In the data that follows, find each line containing "form" and copy it.

#### INPUT MATERIAL

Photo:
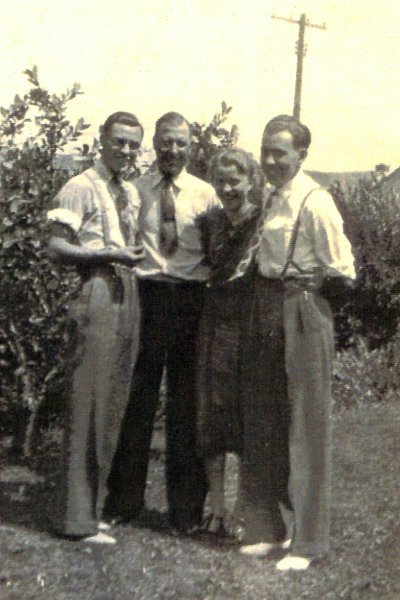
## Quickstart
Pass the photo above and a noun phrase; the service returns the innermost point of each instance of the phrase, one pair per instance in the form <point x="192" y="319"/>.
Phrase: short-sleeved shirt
<point x="321" y="243"/>
<point x="87" y="204"/>
<point x="193" y="199"/>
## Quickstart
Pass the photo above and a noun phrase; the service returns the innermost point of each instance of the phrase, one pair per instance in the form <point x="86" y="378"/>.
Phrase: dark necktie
<point x="168" y="230"/>
<point x="121" y="204"/>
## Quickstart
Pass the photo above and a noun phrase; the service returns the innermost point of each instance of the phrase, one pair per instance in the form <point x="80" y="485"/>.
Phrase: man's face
<point x="172" y="146"/>
<point x="231" y="186"/>
<point x="120" y="146"/>
<point x="280" y="160"/>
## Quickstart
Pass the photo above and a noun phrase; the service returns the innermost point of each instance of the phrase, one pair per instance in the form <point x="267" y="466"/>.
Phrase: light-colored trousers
<point x="287" y="419"/>
<point x="105" y="319"/>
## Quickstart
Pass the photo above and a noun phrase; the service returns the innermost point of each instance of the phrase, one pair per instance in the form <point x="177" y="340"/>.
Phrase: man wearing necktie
<point x="94" y="226"/>
<point x="171" y="287"/>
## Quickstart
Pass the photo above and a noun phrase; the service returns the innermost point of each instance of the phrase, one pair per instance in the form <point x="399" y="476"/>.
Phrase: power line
<point x="303" y="22"/>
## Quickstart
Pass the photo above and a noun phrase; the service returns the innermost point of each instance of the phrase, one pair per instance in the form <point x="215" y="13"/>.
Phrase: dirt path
<point x="148" y="563"/>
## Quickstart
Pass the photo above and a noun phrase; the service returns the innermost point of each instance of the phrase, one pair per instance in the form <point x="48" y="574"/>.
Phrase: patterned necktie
<point x="251" y="251"/>
<point x="122" y="206"/>
<point x="168" y="229"/>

########

**EXERCISE SOLUTION**:
Pass the photo above and a noun phrase; the service returns the innermost point of each instance of the phrase, one pair per instance in the form <point x="192" y="319"/>.
Pass the photo above and a noun phrase; the service returns the innermost point of each instance of the phrase, one pair per instance in the form <point x="86" y="378"/>.
Pass the photo above and a noun phrase; the service returns the innermost point of each instance of the phrase, one pair per instance in the form <point x="80" y="485"/>.
Pass the photo above and a noun phrase; the service returns the innermost point of each instance of the phrase, one pair per instance in the form <point x="267" y="466"/>.
Pass the photo above and a noun phrase; the service returns the innermost point of each instance of the phrase, one pair per instance in the form <point x="177" y="340"/>.
Pass the photo above and a noun phrase; the service returns the innermost point of each instance of the phrase, one pair per instance in the form <point x="399" y="476"/>.
Pass the photo above and a noun phrase; the service returns the innermost point of each instance of the phrase, one pair per instance in the form <point x="215" y="13"/>.
Pass the photo above and a noun phrase; the service returns the innermost point of each instance of the phrase, one pair per instance in the form <point x="48" y="574"/>.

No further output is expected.